┌──

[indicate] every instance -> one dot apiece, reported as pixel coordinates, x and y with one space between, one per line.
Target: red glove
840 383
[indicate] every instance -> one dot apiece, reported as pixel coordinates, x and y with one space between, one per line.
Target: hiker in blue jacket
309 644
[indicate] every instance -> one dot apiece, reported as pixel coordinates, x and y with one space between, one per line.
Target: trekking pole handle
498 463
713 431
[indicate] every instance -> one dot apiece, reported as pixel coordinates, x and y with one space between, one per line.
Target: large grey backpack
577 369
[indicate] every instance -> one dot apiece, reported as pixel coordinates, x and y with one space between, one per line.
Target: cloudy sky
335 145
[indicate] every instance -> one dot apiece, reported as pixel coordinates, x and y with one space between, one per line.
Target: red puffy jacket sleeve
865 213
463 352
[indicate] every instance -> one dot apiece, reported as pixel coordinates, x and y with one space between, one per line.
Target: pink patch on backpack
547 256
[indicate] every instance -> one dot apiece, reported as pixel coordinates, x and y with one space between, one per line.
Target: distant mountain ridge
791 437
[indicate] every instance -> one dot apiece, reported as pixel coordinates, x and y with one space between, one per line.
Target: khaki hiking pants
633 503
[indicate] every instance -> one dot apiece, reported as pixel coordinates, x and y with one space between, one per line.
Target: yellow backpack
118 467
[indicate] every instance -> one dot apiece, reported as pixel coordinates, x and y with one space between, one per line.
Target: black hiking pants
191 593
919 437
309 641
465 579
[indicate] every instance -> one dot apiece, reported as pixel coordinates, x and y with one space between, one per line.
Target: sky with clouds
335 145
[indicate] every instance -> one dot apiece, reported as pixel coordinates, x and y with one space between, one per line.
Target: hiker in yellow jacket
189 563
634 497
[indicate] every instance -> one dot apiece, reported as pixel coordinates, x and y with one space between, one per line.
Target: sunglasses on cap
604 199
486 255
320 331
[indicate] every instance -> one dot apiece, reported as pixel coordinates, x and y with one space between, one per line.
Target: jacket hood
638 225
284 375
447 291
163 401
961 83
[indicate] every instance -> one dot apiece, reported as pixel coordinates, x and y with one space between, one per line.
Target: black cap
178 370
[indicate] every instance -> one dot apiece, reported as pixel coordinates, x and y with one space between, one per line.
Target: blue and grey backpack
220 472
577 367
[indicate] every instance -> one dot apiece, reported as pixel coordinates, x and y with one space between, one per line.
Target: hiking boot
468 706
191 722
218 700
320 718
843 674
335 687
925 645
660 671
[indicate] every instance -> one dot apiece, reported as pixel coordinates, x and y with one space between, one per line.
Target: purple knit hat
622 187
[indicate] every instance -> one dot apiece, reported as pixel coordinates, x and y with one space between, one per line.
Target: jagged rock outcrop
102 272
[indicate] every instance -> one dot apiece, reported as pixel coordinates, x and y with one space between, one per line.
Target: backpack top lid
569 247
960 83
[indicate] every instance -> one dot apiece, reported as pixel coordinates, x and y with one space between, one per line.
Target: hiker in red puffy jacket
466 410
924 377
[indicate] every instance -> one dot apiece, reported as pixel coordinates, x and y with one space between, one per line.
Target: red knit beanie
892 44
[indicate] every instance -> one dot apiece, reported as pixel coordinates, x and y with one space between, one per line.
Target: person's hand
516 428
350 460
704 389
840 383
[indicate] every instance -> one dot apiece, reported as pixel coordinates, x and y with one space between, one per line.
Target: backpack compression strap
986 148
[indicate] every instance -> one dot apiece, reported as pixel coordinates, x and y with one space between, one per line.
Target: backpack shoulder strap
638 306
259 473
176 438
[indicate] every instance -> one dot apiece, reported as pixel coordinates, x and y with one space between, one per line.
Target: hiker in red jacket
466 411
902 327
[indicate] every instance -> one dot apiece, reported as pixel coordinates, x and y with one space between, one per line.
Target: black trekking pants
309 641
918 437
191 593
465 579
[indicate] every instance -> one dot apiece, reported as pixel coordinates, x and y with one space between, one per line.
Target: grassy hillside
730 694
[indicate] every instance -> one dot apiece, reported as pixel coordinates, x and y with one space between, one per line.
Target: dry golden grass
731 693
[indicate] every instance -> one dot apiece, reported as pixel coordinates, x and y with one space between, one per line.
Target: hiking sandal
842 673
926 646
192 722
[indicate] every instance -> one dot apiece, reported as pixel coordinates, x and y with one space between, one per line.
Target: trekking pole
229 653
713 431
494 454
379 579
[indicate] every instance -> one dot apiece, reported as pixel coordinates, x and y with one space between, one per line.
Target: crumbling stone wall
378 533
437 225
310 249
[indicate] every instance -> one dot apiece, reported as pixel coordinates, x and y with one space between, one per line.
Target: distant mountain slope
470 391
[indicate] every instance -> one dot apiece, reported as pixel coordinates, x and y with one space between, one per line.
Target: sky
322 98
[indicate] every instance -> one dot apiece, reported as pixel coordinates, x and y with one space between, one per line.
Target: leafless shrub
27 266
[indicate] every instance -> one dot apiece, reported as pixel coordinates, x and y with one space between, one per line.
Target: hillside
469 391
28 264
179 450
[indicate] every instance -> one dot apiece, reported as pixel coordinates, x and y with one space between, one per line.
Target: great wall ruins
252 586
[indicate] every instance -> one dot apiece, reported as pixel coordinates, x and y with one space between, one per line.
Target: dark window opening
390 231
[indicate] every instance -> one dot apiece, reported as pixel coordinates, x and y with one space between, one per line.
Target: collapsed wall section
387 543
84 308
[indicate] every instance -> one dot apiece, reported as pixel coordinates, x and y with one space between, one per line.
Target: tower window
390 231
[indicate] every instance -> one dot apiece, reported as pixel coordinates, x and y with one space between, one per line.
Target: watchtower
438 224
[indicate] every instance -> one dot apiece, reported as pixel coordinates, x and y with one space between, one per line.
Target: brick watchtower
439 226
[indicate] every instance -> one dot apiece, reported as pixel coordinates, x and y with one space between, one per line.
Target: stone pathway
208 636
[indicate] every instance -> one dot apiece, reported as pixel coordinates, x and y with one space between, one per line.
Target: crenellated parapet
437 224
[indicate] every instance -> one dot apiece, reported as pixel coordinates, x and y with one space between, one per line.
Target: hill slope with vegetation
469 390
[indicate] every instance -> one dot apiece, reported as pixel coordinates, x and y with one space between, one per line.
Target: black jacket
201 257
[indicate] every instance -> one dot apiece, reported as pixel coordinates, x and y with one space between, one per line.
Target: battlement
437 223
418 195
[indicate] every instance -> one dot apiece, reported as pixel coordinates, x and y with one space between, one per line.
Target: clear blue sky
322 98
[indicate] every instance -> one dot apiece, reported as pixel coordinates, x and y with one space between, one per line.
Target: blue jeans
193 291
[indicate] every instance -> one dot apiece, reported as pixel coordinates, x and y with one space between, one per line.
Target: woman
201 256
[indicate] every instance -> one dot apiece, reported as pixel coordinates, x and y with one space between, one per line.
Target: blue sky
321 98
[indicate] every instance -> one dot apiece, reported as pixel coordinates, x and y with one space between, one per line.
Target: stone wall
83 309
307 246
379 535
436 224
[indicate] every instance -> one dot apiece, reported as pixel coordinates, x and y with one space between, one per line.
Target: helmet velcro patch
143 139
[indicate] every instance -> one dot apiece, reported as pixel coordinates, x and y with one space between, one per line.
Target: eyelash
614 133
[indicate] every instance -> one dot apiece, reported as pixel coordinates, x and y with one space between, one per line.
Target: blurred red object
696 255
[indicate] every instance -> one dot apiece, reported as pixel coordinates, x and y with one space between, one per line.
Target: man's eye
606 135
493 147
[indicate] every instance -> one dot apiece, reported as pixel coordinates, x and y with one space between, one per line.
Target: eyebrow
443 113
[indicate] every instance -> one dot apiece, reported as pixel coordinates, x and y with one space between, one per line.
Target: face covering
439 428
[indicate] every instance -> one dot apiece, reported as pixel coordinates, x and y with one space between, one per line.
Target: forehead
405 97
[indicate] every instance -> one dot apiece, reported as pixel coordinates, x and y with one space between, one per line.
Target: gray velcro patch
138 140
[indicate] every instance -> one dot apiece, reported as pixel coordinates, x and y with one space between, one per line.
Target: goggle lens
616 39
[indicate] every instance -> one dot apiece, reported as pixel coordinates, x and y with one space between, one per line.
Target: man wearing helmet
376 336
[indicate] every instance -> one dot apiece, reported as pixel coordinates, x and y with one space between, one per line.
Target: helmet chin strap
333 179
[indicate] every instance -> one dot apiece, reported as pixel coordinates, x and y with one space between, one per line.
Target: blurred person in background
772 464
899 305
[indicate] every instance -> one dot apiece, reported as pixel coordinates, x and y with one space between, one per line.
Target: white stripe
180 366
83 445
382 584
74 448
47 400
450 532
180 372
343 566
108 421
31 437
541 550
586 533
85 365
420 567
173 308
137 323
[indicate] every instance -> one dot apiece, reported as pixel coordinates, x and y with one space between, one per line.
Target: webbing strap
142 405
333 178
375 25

└──

§ AIM
Count how many lines in the entries above contain the string "blurred", with case counting. Reply with the number alone.

§ EXERCISE RESPONSE
2